>> Begin QUOTED TEXT

RHYMES AS HE SHAVES. ~ Kansas Barber Who Talks in Poetry to His Lathered Customers.

February 1, 1909

Kansas Barber Who Talks in Poetry
to His Lathered Customers.

George McClelland, a Kansas City, Kas., negro barber, is of the musical kind, so instead of talking tariff revision, foreign wars and bits of local gossip with patrons, he entertains them with a continuous string of doggerel. McClelland seems to have a peculiar gift of adapting all kinds of small talk to rhyme. For instance, when the customer climbs into the chair he is greeted something like this:

Your face, kind friend, I'm about to scrape.
I'll get it in the finest shape;
And cut your hair and comb it, too;
You'll look much younger when I'm through.
Now, hold your chin up in the air,
Stretch out your legs and fill your chest
And close your eyes -- I'll do the rest.
The barber, who is a big man, recites this without apparent effort, changing the rhyme to suit the customer. Never is the doggerel twice alike. As the shave progresses he solicits a little additional business like this:

My friend, your hair is falling out.
A little bit of tonic stout
Will hold it in, or maybe you
Prefer a rub or egg shampoo.

>> End QUOTED TEXT
>> Begin RECORDED DATA

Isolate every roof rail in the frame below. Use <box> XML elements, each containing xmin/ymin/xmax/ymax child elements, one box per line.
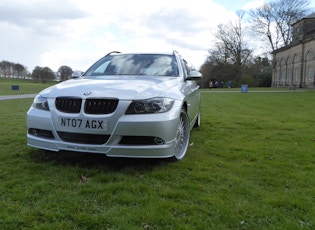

>> End RECORDED DATA

◆ WHAT THE TASK ASKS:
Copy out the entire article about the rhyming Kansas barber word for word, from the headline to the last line of verse.

◆ ANSWER BELOW:
RHYMES AS HE SHAVES. ~ Kansas Barber Who Talks in Poetry to His Lathered Customers.

February 1, 1909

Kansas Barber Who Talks in Poetry
to His Lathered Customers.

George McClelland, a Kansas City, Kas., negro barber, is of the musical kind, so instead of talking tariff revision, foreign wars and bits of local gossip with patrons, he entertains them with a continuous string of doggerel. McClelland seems to have a peculiar gift of adapting all kinds of small talk to rhyme. For instance, when the customer climbs into the chair he is greeted something like this:

Your face, kind friend, I'm about to scrape.
I'll get it in the finest shape;
And cut your hair and comb it, too;
You'll look much younger when I'm through.
Now, hold your chin up in the air,
Stretch out your legs and fill your chest
And close your eyes -- I'll do the rest.
The barber, who is a big man, recites this without apparent effort, changing the rhyme to suit the customer. Never is the doggerel twice alike. As the shave progresses he solicits a little additional business like this:

My friend, your hair is falling out.
A little bit of tonic stout
Will hold it in, or maybe you
Prefer a rub or egg shampoo.